------ Provided records ------

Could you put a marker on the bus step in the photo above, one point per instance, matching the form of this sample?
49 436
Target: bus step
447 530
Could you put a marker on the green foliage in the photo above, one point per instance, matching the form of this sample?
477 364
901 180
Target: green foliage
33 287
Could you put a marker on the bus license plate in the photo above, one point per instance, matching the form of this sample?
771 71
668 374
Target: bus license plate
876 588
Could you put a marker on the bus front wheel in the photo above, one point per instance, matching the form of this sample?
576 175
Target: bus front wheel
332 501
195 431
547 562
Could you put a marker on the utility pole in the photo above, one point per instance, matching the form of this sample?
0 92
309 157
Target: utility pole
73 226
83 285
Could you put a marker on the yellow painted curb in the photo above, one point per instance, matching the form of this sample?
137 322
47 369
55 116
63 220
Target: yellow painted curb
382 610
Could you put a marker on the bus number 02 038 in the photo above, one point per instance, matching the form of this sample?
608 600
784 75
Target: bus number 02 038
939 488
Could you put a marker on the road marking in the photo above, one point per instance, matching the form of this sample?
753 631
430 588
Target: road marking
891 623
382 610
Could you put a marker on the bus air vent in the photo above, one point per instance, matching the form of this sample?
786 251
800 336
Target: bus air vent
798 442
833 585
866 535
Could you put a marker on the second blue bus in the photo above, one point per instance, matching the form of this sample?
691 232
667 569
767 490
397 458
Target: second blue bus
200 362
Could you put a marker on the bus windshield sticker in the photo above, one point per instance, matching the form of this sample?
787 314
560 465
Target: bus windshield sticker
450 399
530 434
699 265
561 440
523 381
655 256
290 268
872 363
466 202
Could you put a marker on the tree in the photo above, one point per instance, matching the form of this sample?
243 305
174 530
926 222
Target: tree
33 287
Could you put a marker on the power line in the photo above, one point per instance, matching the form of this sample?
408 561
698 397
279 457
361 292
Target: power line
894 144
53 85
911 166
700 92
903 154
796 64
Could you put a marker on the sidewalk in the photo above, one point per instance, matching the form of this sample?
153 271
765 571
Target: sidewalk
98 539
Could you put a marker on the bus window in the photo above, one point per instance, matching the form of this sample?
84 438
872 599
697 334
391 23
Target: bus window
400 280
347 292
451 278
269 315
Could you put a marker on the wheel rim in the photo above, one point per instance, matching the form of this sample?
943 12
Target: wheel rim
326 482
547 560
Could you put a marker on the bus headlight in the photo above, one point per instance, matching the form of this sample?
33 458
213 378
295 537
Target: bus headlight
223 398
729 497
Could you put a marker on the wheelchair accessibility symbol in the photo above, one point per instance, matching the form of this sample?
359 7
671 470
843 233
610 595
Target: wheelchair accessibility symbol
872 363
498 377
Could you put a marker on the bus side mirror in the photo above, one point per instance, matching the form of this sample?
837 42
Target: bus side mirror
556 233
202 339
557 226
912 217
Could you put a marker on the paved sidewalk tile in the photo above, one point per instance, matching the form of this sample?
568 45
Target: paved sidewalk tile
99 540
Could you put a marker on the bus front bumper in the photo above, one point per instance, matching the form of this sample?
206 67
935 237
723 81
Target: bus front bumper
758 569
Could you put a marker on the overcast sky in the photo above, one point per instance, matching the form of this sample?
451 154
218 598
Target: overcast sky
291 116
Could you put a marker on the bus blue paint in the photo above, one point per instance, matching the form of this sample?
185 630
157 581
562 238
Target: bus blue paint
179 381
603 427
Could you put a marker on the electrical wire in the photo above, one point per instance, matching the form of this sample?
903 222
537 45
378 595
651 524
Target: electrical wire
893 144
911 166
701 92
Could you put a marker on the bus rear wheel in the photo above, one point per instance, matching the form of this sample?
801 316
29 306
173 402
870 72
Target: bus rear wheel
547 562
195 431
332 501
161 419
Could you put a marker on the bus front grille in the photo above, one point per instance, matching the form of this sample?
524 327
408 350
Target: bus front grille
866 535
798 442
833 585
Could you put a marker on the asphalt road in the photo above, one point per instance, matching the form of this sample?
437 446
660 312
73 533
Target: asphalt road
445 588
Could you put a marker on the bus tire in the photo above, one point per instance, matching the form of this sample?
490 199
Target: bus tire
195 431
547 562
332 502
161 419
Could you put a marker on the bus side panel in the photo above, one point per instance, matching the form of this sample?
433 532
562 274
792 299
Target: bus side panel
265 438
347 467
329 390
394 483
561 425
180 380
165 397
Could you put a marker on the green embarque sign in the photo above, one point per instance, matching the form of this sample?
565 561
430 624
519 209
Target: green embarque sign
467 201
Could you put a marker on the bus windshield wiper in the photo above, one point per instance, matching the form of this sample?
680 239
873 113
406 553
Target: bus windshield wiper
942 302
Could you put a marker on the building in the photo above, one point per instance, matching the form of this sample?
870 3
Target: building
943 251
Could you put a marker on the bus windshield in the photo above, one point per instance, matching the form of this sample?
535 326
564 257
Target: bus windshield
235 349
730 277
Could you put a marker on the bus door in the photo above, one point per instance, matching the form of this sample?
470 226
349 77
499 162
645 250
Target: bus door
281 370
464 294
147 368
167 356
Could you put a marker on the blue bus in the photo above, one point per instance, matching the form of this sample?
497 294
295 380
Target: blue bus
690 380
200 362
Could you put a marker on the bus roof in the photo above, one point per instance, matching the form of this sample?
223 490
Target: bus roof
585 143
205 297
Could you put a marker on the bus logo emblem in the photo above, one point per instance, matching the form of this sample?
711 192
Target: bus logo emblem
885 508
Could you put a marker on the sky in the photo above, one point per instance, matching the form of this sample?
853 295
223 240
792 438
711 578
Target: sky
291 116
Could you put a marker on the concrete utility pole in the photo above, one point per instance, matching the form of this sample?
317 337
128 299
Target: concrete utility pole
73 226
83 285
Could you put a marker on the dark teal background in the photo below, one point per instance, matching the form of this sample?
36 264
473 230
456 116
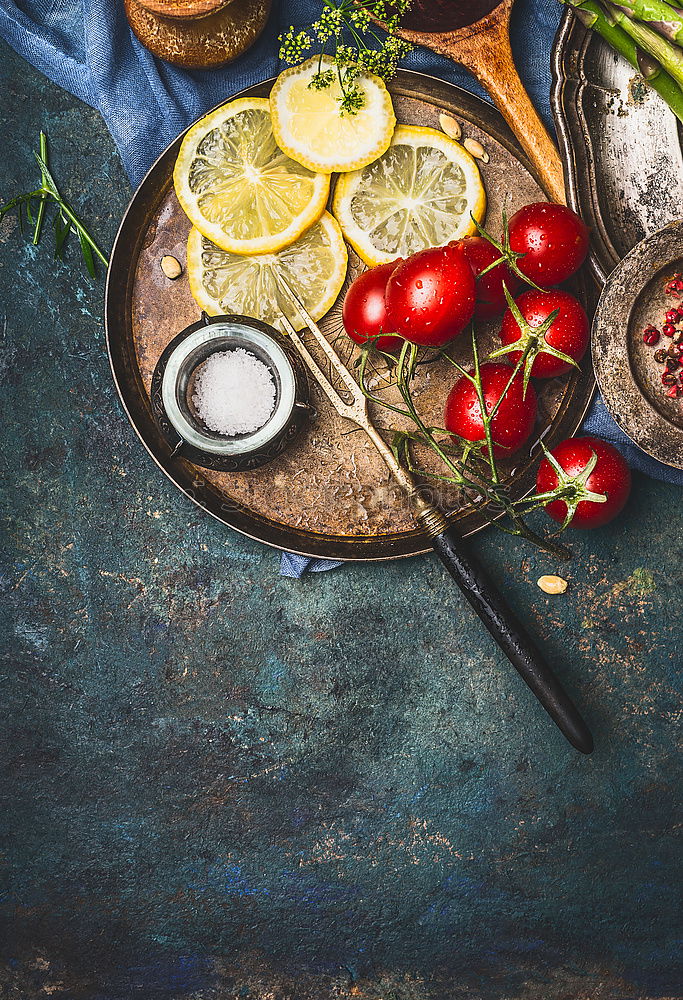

------

What is required: Leaving images out, please output every line of the data exactly.

Written solution:
Could you put a marker on the bus step in the photo above, one point per instance, matching the form of this sample?
49 436
Target: bus step
447 530
Could you put a marker on the green foliage in the photo above, one point per instance, matching the form of this sample?
477 364
901 180
Target: green foliage
33 287
Could you put a marker on the bus license plate in the photo above, one point per instance, matching the form of this sample?
771 71
668 374
Target: bus license plate
876 588
Could you put a marker on the bus front wheel in the photo above, one point per instance, matching the form of this sample?
576 175
Target: bus front wheel
332 501
195 431
547 562
Could you put a marker on the utility pole in the photo above, one point per instance, matching the form of this sample?
0 92
309 157
Target: utility pole
73 226
83 285
Could you put a marker on the yellow painted curb in the photo above, one point per instance, matching the form of this sample?
137 322
47 369
55 116
63 220
Target: yellow painted curb
382 610
Could you put a marker on the bus number 02 038 in the photo above, one point per instance, matching the form of this sample?
608 600
784 75
Target: bus number 02 038
939 488
Could you put a marker on the road marking in the photo above, one point per instance, matching the form of this sample?
753 631
430 588
Target: road marking
891 623
382 610
Could you put a marker on the bus air vent in the photo above, one point per instance, matching the form of this sample?
786 251
800 336
Target: bus air vent
798 442
833 585
866 535
Could you put a marker on the second blue bus in the photo above, one point per instance, matching the form of this sample?
691 232
667 569
767 490
397 458
Target: second blue bus
200 362
Could you put a marker on the bus windshield sticker in the photo above, one point per instance, matching the form of this sample?
787 314
560 465
Target: bus windshield sticker
450 399
530 434
699 265
561 440
523 381
655 256
290 268
872 363
466 202
Could you put a marker on the tree in the photo above, one point per instance, matching the form of this sample?
243 305
174 530
926 222
Target: tree
33 287
Could you put a marker on the power line in the photo above, one point per instance, matching the form of this sample?
408 561
698 397
279 457
361 292
Target: power line
894 144
53 85
911 166
700 92
903 154
796 64
Could you put a marker on the sidewalk in the photo above, one point per instance, matching the form of this sample?
153 271
765 571
Target: sidewalk
98 539
Could you put a marker on the bus window in the photo above, one point per instance, matching the form of this sample?
84 438
872 599
697 334
391 23
Target: bus window
400 280
347 292
451 278
269 315
Could you put a marker on the wheel rim in the photo above, one point per instance, matching the form of this sample?
943 12
Target: wheel rim
326 482
547 560
Could you put a marker on the bus headlight in the photo above, one point per instance, matching the form of this sample?
33 458
213 378
295 537
Target: bus headlight
223 398
729 497
Could you put a marker on the wheelchair accessibility symbol in the photo above, one point per instance, matching the form of this sample?
359 7
671 470
843 233
610 595
Target: wheelchair accessibility symbol
872 363
498 377
Could you put a marker on the bus side mirror in the photo above, one point per instance, matching the form of this sample?
837 42
Target: bus side mirror
556 233
202 339
557 226
912 217
Could you put a marker on the paved sidewalk tile in the photo above, one point per instance, matching the form of this sample?
568 45
Target: paved sidewalk tile
99 540
Could you put a marker on the bus front bumper in the photo above, one point per instance, matching the form of this sample?
206 67
935 237
723 81
Target: bus front bumper
758 569
Could you put a marker on the overcast sky in the photo above, one point per instance, matching the form of this sample?
451 154
218 598
Target: overcast sky
291 116
Could you put a marker on the bus blue paint in the photo above, one point per instance, matching the form of this sample?
185 630
157 581
562 238
Target: bus blue paint
179 381
603 427
Could you put a marker on the electrical wire in the photo above, one point per instance, matching the form of this sample?
903 222
537 45
378 595
651 524
Target: electrical wire
893 144
911 166
701 92
Could you put a marker on the bus rear wheel in the photo above, one point per instance, matching the form of this sample?
801 316
29 306
173 402
870 72
Target: bus rear wheel
547 562
195 431
332 501
161 419
Could you put a marker on the bus front grille in the photo above, one point per instance, matching the form of this sample?
524 327
408 350
Target: bus front grille
866 535
798 442
833 585
Could you put a marker on the asphalt road in the photo above, one point per instance, matching the form of this sample?
437 446
660 312
73 533
Target: asphalt road
445 588
Could you put a marker on the bus tire in the photo above, one point per instance, matching the form of this sample?
490 199
Target: bus tire
195 431
547 562
332 502
161 419
Could you put a marker on the bus side panel in the photo above, one point per instance, matching the form of this sample?
433 532
562 274
792 299
Target: bus side panel
265 438
347 467
329 390
394 483
561 425
180 380
165 397
Could you put a marker on the green embarque sign in the photo above, one point per instance, matching the form of this sample?
565 561
430 624
519 209
Target: green embarque sign
467 201
Could you put a marker on the bus windshield wiper in the photo above, one point per instance, matching the form of this sample?
680 239
873 113
406 553
Target: bus windshield wiper
942 302
Could you put a marker on the building in the photo above, one point per instance, matching the form of this sample?
870 3
Target: building
943 251
Could you put a marker on the bus windshield in the photo above, one point per instance, matching the form of this sample?
535 326
564 257
Target: bus windshield
235 349
730 277
Could you put a marker on the bus door in the photo above, one point per instance, matching the form of this sample?
470 226
349 77
499 162
645 250
Target: bus door
281 370
464 294
147 368
167 356
Could you put a marker on the blue bus in the photo above, one point per instance, matching the form of this sample?
497 294
295 380
Target: blue bus
690 380
200 362
Could you put a marker on the bus roof in the photo above, one point per instance, matching the form of this sample?
223 490
Target: bus roof
585 143
205 297
Could you put a marker on the bus logo emblem in the photo above, one point per instance, matching the form of this sample?
711 192
Target: bus logo emblem
885 508
Could you put a marker on the sky in the photo above, one point per instance, matching the form of this sample?
853 295
223 240
792 438
711 578
Target: sky
291 116
Could you put a marker on the concrete utility pole in the photo above, one point per instance, matching the form of this sample?
317 337
128 299
Target: concrete utility pole
73 226
83 285
Could you put a marker on the dark teal background in the photo below, one point per instance, matching the form of this sample?
36 264
473 230
456 116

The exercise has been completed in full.